» **Rows from a dataset**
_ _ _
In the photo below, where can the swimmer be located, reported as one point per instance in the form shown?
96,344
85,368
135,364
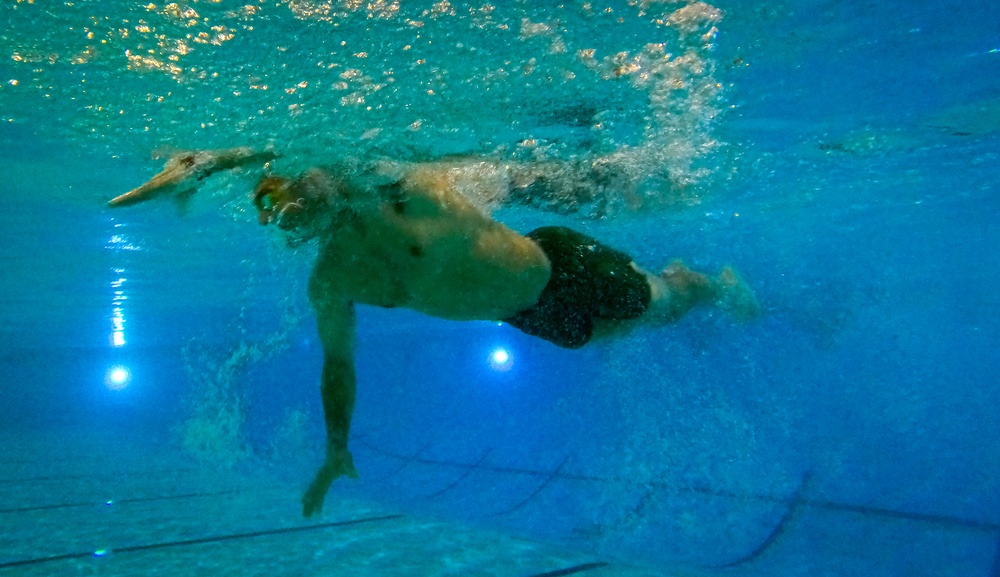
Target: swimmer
_ _ _
Print every line of the rows above verbatim, omitting the pictures.

» **Problem solution**
In the photo below, where can the swimmer be located, reported as one point per instance in the form shown?
96,344
85,368
135,364
Target: swimmer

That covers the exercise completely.